§ **Goal of the exercise**
Count the lines in the items below that contain the string "positive", and reply with only that number.

§ **Supplied entries**
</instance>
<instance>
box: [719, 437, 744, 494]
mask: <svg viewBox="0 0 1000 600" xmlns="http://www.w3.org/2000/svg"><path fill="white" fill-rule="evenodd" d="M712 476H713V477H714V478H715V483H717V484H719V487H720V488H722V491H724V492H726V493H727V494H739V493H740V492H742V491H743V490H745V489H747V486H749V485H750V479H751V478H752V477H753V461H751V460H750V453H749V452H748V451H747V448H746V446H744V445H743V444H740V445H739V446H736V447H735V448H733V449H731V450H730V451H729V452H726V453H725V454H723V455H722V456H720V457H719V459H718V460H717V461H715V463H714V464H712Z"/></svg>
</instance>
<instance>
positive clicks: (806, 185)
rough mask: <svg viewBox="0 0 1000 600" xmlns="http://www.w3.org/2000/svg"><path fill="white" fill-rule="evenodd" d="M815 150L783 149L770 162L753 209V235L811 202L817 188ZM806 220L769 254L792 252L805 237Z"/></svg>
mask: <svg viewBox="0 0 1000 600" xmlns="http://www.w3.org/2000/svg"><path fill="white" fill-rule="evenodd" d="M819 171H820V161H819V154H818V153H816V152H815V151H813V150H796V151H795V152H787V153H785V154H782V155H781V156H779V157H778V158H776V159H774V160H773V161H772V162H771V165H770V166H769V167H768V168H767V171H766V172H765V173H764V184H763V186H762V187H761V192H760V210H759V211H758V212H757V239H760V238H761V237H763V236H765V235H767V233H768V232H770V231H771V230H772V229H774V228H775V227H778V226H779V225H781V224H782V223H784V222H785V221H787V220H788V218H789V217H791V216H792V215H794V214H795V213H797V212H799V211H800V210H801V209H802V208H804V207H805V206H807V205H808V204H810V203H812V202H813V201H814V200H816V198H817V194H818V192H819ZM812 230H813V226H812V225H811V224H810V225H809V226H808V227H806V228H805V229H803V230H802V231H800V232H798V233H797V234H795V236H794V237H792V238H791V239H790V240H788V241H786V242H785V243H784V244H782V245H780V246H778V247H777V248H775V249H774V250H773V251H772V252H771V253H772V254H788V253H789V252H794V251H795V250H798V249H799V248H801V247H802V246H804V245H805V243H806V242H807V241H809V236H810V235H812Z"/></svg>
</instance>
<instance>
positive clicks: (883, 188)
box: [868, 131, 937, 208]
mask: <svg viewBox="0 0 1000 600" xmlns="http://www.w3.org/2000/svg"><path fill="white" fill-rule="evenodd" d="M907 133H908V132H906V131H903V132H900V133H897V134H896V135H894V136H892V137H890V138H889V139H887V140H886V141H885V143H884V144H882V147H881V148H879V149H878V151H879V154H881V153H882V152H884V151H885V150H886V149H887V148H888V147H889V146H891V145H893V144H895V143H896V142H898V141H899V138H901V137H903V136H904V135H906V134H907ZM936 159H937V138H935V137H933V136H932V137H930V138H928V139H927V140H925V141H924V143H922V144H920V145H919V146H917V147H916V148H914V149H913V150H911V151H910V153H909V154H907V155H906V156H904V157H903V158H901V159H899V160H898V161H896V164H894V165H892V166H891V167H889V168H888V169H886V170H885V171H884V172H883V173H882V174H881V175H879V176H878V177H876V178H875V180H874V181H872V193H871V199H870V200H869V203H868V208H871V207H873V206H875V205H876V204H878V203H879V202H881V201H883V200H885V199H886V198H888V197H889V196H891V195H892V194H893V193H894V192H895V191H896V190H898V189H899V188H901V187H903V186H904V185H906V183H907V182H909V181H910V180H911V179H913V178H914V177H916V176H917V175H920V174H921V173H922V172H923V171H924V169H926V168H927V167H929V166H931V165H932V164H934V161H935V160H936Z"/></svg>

§ **Completed exercise**
2